◆ **Activity**:
Below is a set of records; restate each one word for word.

=== Data for analysis ===

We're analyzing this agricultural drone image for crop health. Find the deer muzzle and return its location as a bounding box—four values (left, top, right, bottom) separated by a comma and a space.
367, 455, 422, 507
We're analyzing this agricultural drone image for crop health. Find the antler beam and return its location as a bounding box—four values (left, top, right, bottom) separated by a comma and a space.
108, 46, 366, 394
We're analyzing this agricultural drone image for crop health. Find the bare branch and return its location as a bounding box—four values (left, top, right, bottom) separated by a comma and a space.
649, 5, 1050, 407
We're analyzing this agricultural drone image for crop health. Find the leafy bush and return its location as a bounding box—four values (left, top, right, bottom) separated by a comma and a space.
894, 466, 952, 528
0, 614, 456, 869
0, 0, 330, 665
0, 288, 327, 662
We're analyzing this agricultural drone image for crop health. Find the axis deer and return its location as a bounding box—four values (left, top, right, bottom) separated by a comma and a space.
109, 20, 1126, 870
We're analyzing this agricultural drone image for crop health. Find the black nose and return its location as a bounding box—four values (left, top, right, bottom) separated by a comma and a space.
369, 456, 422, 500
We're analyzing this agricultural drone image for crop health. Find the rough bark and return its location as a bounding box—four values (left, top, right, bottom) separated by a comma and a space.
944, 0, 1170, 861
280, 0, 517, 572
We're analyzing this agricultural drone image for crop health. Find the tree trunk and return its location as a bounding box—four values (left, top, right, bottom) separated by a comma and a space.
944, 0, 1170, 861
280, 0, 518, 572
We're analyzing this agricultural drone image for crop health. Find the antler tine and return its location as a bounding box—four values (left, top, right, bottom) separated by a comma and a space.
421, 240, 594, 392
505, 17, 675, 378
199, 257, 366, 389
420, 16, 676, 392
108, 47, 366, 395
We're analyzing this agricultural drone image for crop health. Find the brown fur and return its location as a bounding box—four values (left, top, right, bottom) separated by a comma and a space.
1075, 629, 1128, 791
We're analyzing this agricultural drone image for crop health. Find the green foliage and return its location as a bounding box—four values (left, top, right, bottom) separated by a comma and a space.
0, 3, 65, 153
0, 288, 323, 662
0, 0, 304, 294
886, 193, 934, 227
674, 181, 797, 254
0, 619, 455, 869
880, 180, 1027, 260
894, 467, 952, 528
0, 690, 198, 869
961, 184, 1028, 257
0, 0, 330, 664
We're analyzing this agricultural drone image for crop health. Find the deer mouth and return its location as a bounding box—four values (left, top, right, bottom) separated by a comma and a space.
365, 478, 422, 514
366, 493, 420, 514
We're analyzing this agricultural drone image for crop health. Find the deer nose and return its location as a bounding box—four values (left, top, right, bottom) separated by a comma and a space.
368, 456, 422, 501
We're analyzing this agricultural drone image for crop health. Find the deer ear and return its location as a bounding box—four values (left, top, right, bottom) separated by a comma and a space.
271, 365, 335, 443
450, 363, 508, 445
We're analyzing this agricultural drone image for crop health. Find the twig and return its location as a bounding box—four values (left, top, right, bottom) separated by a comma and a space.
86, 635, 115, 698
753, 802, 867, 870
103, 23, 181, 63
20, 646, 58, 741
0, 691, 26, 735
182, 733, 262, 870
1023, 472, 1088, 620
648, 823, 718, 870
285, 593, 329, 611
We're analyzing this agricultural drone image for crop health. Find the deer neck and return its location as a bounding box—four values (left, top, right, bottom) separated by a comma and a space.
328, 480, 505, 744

===

◆ **Task result**:
We're analyzing this agricultural drone image for crop health. Find the deer muzzle and return its location as a bounding box—four values (left, top, right, bottom) separated by a comma and a space.
367, 455, 422, 507
We're analyzing this agricultural drone image for crop health. Find the antler beam and return its location as a bounding box—four values (left, top, right, bottom) separated by a comma and a space.
108, 46, 366, 394
We're analyzing this agricultural drone image for crop health. Find the bare branch and return its location as a bounding box—four values (left, top, right, bottom) separated by a comma and a space.
649, 5, 1050, 407
We're analyzing this agricultural drone image for crop health. Find the leafy bush and return its location as a bounding box—four values (left, top, right, bottom) separated by a comma and a space.
894, 466, 952, 528
0, 614, 456, 869
0, 0, 330, 665
0, 288, 327, 662
We're analyzing this agricultural drone image for crop health. Find the axis deer and return its location as a bounding box—four values (left, top, right, bottom) separated by a comma and a space.
109, 20, 1126, 870
We're analyzing this agricultural drone image for crop health. Find the black nose and return its location as a bounding box—four values (left, top, right, bottom) separated by a comma and a space.
369, 456, 422, 500
We're analyzing this agricultural drone image for crop health. Find the rough bark and return its location as a bounding box—four values (left, top, right, bottom) separated by a comma and a space.
944, 0, 1170, 861
280, 0, 517, 572
We're analyzing this agricultural drone image for crop health. Find the tree trunk and return its location as a bounding box—four values (left, top, right, bottom) separated by a comma and a space.
944, 0, 1170, 861
280, 0, 518, 572
We're analyzing this agricultural drone image for crop health. Find the antler tine and return its location as a bounding box—four values (left, top, right, bottom) separated by a comma and a space.
421, 240, 594, 392
505, 17, 675, 378
199, 257, 366, 389
420, 16, 676, 392
108, 47, 366, 395
We're analyzing this agricultural drone image for crop health. Find the brown fur and return its location as a bounding box—four values (left, top, right, bottom) separated by a comma and a space.
1075, 629, 1128, 791
We're analyzing this agricultural drone image for crop health. Find the green foliage and return its location as a bounding box—four values (left, top, right, bottom) separated by a comma and a space.
0, 3, 65, 153
0, 288, 323, 662
0, 0, 304, 294
886, 193, 934, 227
674, 181, 797, 254
0, 619, 455, 869
880, 180, 1027, 260
894, 467, 952, 528
0, 690, 198, 869
961, 184, 1028, 257
0, 0, 330, 664
We're analyzing this agricultural drone image for crop health. Find the deer mouth and return its location as a bounding box—four values (left, top, right, bottom) separated by a comma and a space.
365, 478, 422, 514
366, 493, 420, 514
We're analyzing this agricultural drone image for crop health. Find the deer nose and return its location as a bounding box—four values (left, top, right, bottom) separated by a comma and a space.
368, 456, 422, 501
We're analyzing this agricultural drone image for crop health. Find the deer ear and return its location as a bounding box—four values (left, top, right, bottom) separated by a comma and a space.
271, 365, 335, 443
450, 363, 508, 445
We're analyzing this agricultural drone image for crop health. Find the twig and return its location as a bounding box—four values (left, top, right, bottom) separated by a comma and a space.
86, 635, 115, 698
753, 802, 867, 870
103, 23, 181, 63
20, 646, 58, 741
0, 691, 26, 735
182, 733, 262, 870
1023, 472, 1088, 620
648, 823, 718, 870
285, 593, 329, 611
We're analyzing this agricultural drone image for crop health. Find the deer neck and return its location as a bounding box—four values (left, top, right, bottom) separated by a comma and a space.
328, 480, 505, 744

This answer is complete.